**Aufgabe 1:** Nenne alle Länder, Städte, Dörfer und Regionen, die im Textauszug über den Braunkohletagebau in der Lausitz als Eigennamen in Substantivform vorkommen.
**Aufgabe 2:** Führe den Textauszug über den Braunkohletagebau in der Lausitz im Anschluss an seine letzte Überschrift fort.

Er kritisiert die Argumentation der Landesregierung, dass durch die Erweiterung des Tagebaus die Arbeitsplätze in der Braunkohle erhalten bleiben. „Die Kippen, die uns der Tagebau hinterlässt, sind kein Boden im landwirtschaftlichen Sinne, sondern Unland“, schimpft Jung. „Alle typischen Merkmale von Boden, eine dichte mineralische Struktur mit Humusanteil und Verbindung zum Grundwasser, fehlen komplett. Erträge, die den Aufwand der Bewirtschaftung rechtfertigen, sind von solchen Flächen nicht zu erwarten.“ Deshalb ist auch nicht zu erwarten, dass die Arbeitsplätze nach dem Ende des Tagebaus in anderen Bereichen entstehen könnten.
Nebulöses Feindbild
Proschim ist nicht der erste Ort, der dem Baunkohletagebau weichen muss. Doch mit der gelebten Energiewende hat er eine besondere Bedeutung gewonnen im Kampf der Lausitzer gegen den übermächtigen Gegner aus der Energiewirtschaft. Dieser trägt seit Jahren den Namen Vattenfall.
Doch Ende des vergangenen Jahres wurde für die Lausitzer das Feindbild nebulöser. Denn aus Stockholm kam im Oktober des vergangenen Jahres die Weisung der neuen rot-grünen Regierung, der Staatskonzern habe das Braunkohlegeschäft in Deutschland abzustoßen. Stattdessen solle sich der Konzern nur noch auf den Betrieb der Übertragungs- und der Verteilnetze sowie die Entwicklung von Ökostromprojekten konzentrieren.
Seither leben die Bewohner im südlichen Brandenburg zwischen Hoffen und Bangen. Zunächst schien der Ausstieg Vattenfalls aus der Braunkohle wie eine Befreiung. Doch die Ernüchterung ließ nicht lange auf sich warten. Schließlich wird sich der schwedische Stromkonzern zwar aus der Braunkohleverstromung zurückziehen. Aber die Tagebaue und die Kraftwerke einfach zu schließen kommt nicht in Frage.
Jetzt steht ein Verkauf auf der Tagesordnung. Mit dem tschechischen Stromkonzern EPH steht auch schon ein Interessent in den Startlöchern. Er will aber nicht nur die Kraftwerke übernehmen, sondern vor allem die Tagebaue. Denn dem tschechischen Versorger geht mittelfristig der Brennstoff für die eigenen Kohlekraftwerke aus. „Im Gegensatz zu Deutschland dürfen in Tschechien seit 2012 keine Menschen mehr aus ihrer Heimat vertrieben werden, um Kohle abzubaggern“, erklärt Günter Jurischka, Sprecher der Arbeitsgruppe Dorf-Kohle-Umwelt Proschim. „Deshalb und vor dem Hintergrund eines möglichen Kaufs der Braunkohlesparte von Vattenfall durch EPH könnte ein Export der Braunkohle aus den Lausitzer Tagebauen nach Tschechien nicht unwahrscheinlich sein.“
Vom Regen in die Traufe?

**Dateneinträge:**
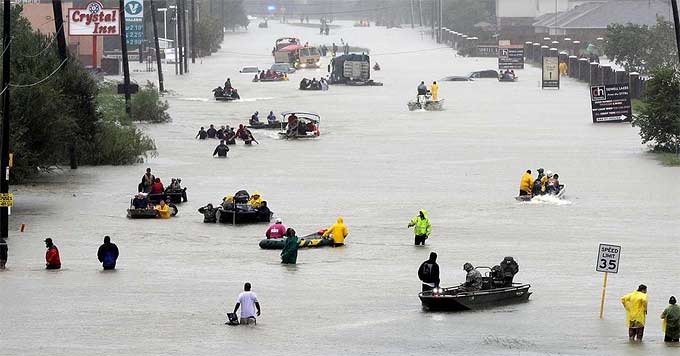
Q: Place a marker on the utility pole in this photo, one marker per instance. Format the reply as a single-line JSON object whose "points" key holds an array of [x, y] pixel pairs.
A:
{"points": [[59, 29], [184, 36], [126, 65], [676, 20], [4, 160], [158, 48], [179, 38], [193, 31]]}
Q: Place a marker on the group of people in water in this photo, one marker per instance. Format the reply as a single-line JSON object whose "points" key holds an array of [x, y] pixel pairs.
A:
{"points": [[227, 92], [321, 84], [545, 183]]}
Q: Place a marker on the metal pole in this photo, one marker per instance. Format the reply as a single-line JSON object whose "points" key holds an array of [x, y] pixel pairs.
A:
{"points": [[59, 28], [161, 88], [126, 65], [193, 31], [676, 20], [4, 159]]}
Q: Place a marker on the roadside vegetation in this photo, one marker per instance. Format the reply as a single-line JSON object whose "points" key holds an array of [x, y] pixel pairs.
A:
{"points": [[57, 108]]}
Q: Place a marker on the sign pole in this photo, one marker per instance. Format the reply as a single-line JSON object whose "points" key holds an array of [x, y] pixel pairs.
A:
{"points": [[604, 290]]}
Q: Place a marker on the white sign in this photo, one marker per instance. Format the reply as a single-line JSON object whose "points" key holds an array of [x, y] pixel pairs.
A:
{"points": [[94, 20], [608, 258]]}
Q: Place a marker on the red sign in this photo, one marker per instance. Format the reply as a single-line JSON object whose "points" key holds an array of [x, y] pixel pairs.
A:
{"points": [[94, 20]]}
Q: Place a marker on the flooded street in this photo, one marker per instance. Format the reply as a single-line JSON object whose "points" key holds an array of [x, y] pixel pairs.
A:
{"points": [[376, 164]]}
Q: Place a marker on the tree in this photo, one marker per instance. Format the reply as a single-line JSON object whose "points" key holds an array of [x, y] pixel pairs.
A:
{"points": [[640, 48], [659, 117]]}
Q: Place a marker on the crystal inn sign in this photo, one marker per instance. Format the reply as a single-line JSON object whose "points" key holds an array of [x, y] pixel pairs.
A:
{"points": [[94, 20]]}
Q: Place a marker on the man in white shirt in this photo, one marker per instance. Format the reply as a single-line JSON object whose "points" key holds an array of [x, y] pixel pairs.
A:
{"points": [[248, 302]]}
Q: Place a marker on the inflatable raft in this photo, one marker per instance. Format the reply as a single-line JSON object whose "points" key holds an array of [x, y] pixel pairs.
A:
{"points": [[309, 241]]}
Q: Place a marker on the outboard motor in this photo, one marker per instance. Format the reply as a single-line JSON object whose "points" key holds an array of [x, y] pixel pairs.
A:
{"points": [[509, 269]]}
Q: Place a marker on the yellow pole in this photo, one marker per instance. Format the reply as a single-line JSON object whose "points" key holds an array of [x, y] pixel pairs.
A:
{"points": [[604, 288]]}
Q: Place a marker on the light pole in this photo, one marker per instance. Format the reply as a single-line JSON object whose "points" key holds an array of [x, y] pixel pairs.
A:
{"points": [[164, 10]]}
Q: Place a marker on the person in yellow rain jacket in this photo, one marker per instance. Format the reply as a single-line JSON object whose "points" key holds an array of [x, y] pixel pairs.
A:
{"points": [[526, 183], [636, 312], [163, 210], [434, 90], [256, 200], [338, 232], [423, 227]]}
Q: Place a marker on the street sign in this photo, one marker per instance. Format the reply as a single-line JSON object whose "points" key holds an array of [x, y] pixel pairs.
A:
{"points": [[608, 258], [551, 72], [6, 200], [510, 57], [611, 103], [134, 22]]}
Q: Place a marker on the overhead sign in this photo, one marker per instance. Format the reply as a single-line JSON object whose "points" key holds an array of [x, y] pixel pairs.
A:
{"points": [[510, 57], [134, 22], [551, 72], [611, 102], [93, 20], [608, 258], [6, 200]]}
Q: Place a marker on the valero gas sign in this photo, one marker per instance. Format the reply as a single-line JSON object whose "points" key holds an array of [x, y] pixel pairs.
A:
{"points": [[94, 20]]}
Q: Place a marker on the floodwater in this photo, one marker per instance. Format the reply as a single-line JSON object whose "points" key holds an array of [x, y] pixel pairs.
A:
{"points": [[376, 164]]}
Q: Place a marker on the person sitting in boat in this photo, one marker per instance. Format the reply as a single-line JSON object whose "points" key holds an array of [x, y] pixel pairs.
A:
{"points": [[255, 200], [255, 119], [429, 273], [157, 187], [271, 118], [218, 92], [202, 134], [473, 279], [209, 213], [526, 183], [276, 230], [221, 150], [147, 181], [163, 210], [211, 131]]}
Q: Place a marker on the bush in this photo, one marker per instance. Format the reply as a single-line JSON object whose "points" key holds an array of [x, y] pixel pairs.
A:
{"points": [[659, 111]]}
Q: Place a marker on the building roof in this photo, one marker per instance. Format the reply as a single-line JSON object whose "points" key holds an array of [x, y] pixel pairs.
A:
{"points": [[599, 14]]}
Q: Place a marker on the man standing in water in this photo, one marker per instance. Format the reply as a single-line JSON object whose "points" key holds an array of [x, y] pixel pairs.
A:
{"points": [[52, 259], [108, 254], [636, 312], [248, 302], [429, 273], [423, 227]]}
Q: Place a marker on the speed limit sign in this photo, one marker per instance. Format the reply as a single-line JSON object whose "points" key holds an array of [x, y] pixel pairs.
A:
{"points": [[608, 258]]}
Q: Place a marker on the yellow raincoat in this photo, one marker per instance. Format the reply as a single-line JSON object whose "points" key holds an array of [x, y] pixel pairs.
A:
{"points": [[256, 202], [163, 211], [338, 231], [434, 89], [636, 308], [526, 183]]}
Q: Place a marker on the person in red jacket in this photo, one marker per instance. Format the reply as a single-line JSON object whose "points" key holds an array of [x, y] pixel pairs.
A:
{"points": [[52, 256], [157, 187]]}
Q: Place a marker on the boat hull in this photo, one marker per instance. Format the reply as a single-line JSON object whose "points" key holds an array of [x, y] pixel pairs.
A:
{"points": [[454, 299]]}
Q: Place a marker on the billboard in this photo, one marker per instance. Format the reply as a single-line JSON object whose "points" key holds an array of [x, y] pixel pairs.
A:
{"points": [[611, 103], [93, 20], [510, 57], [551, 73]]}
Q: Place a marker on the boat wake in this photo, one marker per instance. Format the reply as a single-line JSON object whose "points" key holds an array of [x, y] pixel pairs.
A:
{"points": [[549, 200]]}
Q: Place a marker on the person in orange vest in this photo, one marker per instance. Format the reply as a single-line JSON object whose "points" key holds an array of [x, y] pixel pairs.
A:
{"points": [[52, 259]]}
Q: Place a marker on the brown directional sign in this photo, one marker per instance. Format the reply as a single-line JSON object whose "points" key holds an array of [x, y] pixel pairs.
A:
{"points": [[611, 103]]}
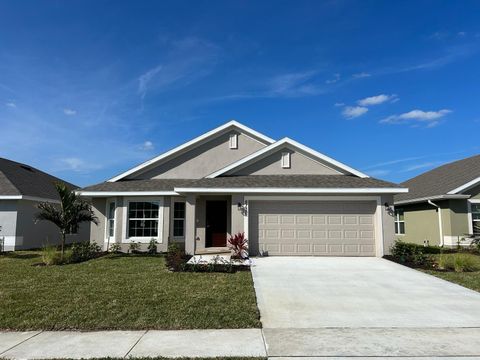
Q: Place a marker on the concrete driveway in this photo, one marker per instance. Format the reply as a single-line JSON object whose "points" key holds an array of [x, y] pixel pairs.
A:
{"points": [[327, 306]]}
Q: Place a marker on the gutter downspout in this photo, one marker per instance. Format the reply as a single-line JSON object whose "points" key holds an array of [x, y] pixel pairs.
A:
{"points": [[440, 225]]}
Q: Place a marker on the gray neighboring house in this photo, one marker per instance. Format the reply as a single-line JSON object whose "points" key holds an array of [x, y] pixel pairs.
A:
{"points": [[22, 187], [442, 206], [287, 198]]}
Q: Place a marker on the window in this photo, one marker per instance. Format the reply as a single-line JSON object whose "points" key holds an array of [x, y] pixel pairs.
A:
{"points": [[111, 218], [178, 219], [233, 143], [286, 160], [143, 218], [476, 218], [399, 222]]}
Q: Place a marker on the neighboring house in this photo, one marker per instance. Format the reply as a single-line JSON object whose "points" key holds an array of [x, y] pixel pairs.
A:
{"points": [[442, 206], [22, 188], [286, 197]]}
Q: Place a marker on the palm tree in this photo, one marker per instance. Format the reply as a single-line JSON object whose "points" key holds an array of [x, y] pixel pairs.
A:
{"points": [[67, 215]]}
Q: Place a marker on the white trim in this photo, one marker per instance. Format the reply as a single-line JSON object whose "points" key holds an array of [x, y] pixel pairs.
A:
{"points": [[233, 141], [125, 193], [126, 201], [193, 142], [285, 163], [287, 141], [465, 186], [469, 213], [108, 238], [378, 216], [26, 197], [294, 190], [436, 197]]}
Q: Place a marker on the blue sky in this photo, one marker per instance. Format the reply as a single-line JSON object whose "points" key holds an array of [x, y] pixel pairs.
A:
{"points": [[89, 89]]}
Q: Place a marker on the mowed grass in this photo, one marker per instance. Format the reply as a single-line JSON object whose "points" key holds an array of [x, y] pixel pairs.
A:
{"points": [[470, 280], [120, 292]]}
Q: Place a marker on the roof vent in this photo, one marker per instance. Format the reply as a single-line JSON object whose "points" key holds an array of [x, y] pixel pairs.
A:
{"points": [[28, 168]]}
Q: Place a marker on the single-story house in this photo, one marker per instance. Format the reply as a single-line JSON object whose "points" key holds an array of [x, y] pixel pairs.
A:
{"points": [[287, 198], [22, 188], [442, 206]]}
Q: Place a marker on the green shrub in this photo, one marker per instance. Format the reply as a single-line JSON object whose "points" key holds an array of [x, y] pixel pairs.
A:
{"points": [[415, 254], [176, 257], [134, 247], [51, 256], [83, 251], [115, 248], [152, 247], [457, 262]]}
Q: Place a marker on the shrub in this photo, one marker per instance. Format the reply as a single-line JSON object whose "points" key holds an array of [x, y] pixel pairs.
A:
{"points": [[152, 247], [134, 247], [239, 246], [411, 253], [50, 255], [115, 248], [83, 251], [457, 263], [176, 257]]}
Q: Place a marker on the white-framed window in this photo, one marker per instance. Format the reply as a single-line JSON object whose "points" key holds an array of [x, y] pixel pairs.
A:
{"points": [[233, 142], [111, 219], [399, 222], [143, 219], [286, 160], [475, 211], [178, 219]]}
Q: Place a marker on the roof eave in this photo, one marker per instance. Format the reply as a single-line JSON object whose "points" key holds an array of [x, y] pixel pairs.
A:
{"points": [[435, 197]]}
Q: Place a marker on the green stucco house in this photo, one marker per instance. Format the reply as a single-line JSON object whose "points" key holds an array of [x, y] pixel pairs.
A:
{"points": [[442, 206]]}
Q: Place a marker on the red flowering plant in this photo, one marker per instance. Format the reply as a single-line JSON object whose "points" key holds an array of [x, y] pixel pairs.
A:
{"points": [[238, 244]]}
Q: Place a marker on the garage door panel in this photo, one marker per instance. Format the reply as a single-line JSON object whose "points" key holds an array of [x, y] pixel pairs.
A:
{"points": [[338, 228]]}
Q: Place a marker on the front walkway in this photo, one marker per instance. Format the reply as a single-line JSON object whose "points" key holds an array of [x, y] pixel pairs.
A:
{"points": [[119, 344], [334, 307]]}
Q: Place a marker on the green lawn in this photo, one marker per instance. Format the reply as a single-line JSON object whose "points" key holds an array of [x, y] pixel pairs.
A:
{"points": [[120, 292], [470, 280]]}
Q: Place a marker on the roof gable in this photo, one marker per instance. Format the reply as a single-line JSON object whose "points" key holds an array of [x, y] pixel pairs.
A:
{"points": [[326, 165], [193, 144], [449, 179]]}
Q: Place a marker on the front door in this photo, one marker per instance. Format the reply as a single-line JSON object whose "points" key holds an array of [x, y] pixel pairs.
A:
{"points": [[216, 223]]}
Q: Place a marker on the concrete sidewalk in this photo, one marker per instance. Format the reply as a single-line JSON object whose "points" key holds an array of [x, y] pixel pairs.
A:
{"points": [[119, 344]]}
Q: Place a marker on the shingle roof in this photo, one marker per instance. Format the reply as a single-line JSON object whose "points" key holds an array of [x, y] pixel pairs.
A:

**Schriftliche Antwort 1:** Proschim, Stockholm, Deutschland, Tschechien, Brandenburg

**Schriftliche Antwort 2:**
Ob die Lausitzer damit vom Regen in die Traufe kommen, bleibt abzuwarten. Ebenso fraglich ist es, ob Potsdam mit dem Käufer genauso großzügig umgeht wie mit Vattenfall. Auf der anderen Seite darf die Landesregierung den Verkauf der Braunkohlesparte der Schweden nicht torpedieren. Sonst müsste im Zweifelsfall sogar Potsdam Vattenfalls Altlasten übernehmen. Denn ohne Tagebau ist es wiederum fraglich, ob die Tschechen die veranschlagten zwei bis drei Milliarden Euro auf den Tisch legen, um die Braunkohlesparte des schwedischen Energiekonzerns zu übernehmen. Die rot-rote Landesregierung in Potsdam hat sich damit zum Spielball der wirtschaftlichen Interessen der alten Energiewirtschaft gemacht.
Land Berlin
Ausstieg aus der Braunkohle einstimmig beschlossen
Das Berliner Abgeordnetenhaus hat einstimmig den Ausstieg aus der Braunkohle beschlossen. Die Abgeordneten haben einem Beschluss der Fraktion von B90/Grüne zugestimmt, dass der Berliner Senat die gemeinsame Landesplanungskonferenz Berlin-Brandenburg einberufen und den Braunkohletagebau Welzow-Süd II hinterfragen soll, von dem auch Proschim bedroht ist. Mit der Entscheidung des Abgeordnetenhauses hat sich erstmals ein deutsches Länderparlament für den Ausstieg aus der Braunkohle entschieden. Damit könnte die Braunkohleverstromung in Berlin-Brandenburg etwa 2030 enden.
Klar ist aber auch, dass die Erschließung neuer Fördergebiete angesichts der Energiewende nicht notwendig ist. Schließlich reichen die bisher erschlossenen Vorkommen noch bis 2030. Ob danach die Braunkohle überhaupt noch wirtschaftlich tragbar ist, ist zumindest sehr fraglich. Schließlich müssten dann die neuen Betreiber der Kraftwerke hohe Summen investieren, um diese zu modernisieren. In diesem Fall sind dann die Kosten für den Braunkohlestrom deutlich höher als die Kosten für regenerativen Strom, was diese neuen Kraftwerke dann komplett unwirtschaftlich machen würde.
Landtag Brandenburg
Risikofaktor Braunkohle
Die Wirtschaft in Brandenburg hat im Jahr 2012 insgesamt 863 Kilogramm Quecksilber als Schadstoffemission freigesetzt. Der größte Teil davon kommt aus den Braunkohlekraftwerken Jänschwalde und Schwarze Pumpe. Mit 505 und 228 Kilogramm Quecksilber führen die Kohlemeiler im Süden des Bundeslandes die Statistik an. Erst mit weitem Abstand kommt das Stahlwerk in Eisenhüttenstadt.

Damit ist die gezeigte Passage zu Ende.